Textauszug >>
Aktivismus im Netz ist billig – und oft konsequenzlos

Ausführlicher widmet sich Cordsen auch einzelnen (schein-)aktivistischer Praxen in den sozialen Medien. Auch hier fällt sein Befund alles andere als positiv aus. Zusammen mit Peter Sloterdijk konstatiert er in den Tiefen der neuen medialen Kulturräume eine Tendenz zur „Erregbarkeit als erste Bürgerpflicht“. Das Ergebnis sei ein „Armchair Activism“ bzw. „Slacktivism“, der sich per Click auf „Je suis Charlie“ mit den Opfern der Terroranschläge in Paris solidarisieren lässt, ohne selbst die geringsten Konsequenzen fürchten zu müssen.

Wirkungsvoller erscheint ihm da schon ein „Hacktivism“ (Eugen Morozov), der in der Lage sein, auf einen Schlag ganze Rechnernetze lahmzulegen (und wieder bleibt Cordsen eine politische Interpretation schuldig, wenn „hacktivistische“ Initiativen nicht nur von Teilen einer technikaffinen Zivilgesellschaft vorgetragen werden, sondern mittlerweile ein zunehmend mächtiges, zumindest parakriegerisches Instrument im weltweiten Kampf der Herrschenden um Macht und Einfluss darstellen.

Cordsen unternimmt auch einen Ausflug in die internationalen Aktienmärkte, auf denen er – schon auf Grund sinkender Beherrschbarkeit – zunehmend aktivistische Tendenzen ortet (der aktuelle Zusammenbruch der Kryptobörse FTX gibt eine Ahnung von den Wirkungen). Positiver ist da schon sein Besuch bei Tadzio Müller, einem US-amerikanischer Antiglobalisten der ersten Stunde. Müller möchte den Aktivismus von seinem fundamentalistischen Image befreien und ihm einen neuen, lustvollen Spin geben: Er versteht sich nicht als „Superior Activist“, der sich mit seiner Bereitschaft, sein Leben zu ändern über der ignoranten Mehrheit erhaben weiß, sondern begeistert sich an den „Ermächtigungspotentialen“, der das Leben feiern möchte. Und doch ist auch er nicht frei von apokalyptischen Vorstellungen, die mit der anhaltenden Verweigerung demokratisch verfasster Gesellschaften, die überfälligen Schritte zugunsten eines nachhaltigen Klimaschutzes zu setzen, das Heraufkommen einer „grünen RAF“ androht.

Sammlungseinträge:
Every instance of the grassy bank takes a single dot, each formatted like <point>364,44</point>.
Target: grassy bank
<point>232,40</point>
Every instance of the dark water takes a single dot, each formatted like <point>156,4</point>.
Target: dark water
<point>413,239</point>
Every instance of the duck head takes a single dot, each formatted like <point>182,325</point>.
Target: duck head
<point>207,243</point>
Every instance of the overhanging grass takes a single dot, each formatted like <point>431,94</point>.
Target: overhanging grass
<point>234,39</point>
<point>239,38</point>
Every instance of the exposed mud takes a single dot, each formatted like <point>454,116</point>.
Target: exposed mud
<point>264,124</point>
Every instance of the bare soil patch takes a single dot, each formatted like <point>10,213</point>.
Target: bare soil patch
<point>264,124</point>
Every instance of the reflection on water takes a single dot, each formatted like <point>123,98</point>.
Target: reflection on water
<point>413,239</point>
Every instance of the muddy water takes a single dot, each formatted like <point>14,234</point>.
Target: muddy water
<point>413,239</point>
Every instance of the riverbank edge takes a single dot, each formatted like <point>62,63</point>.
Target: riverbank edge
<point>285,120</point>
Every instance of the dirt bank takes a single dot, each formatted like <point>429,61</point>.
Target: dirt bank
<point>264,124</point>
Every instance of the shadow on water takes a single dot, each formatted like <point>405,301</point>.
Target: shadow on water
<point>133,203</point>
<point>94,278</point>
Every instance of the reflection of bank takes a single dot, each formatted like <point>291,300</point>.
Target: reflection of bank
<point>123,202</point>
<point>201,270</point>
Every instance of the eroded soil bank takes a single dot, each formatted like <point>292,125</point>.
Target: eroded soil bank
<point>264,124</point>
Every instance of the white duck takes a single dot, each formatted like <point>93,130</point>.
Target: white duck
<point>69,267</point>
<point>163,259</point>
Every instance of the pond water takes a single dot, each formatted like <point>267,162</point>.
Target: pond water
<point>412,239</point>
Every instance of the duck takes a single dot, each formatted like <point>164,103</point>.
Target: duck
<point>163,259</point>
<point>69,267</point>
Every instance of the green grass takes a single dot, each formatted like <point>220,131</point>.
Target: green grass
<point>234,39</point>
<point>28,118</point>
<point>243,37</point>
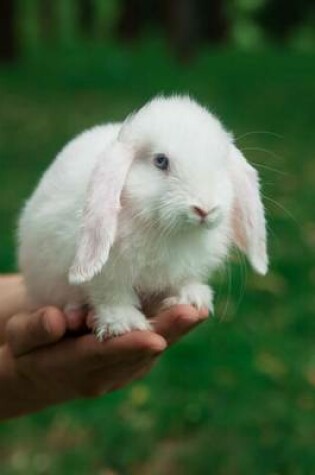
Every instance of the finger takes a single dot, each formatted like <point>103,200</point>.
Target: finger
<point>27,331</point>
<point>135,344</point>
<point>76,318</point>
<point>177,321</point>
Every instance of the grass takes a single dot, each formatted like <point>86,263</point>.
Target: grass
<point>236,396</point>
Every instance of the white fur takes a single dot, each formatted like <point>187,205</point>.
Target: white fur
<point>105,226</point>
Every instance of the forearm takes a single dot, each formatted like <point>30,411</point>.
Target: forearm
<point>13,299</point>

...

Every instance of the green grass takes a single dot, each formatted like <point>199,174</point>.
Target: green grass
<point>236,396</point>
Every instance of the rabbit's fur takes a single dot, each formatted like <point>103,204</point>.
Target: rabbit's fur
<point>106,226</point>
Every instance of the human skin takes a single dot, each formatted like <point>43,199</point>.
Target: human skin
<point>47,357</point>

Aufgaben >>
a) Zitieren Sie aus dem Textauszug wörtlich die Stelle von „Ausführlicher widmet sich“ bis „fürchten zu müssen.“.
b) Erläutern Sie anhand des Textauszugs in ein bis drei Sätzen, weshalb Cordsen auf den internationalen Aktienmärkten zunehmend aktivistische Tendenzen ortet.

Lösungen >>
a)
Ausführlicher widmet sich Cordsen auch einzelnen (schein-)aktivistischer Praxen in den sozialen Medien. Auch hier fällt sein Befund alles andere als positiv aus. Zusammen mit Peter Sloterdijk konstatiert er in den Tiefen der neuen medialen Kulturräume eine Tendenz zur „Erregbarkeit als erste Bürgerpflicht“. Das Ergebnis sei ein „Armchair Activism“ bzw. „Slacktivism“, der sich per Click auf „Je suis Charlie“ mit den Opfern der Terroranschläge in Paris solidarisieren lässt, ohne selbst die geringsten Konsequenzen fürchten zu müssen.

b) Cordsen ortet auf den internationalen Aktienmärkten zunehmend aktivistische Tendenzen, weil deren Beherrschbarkeit sinkt.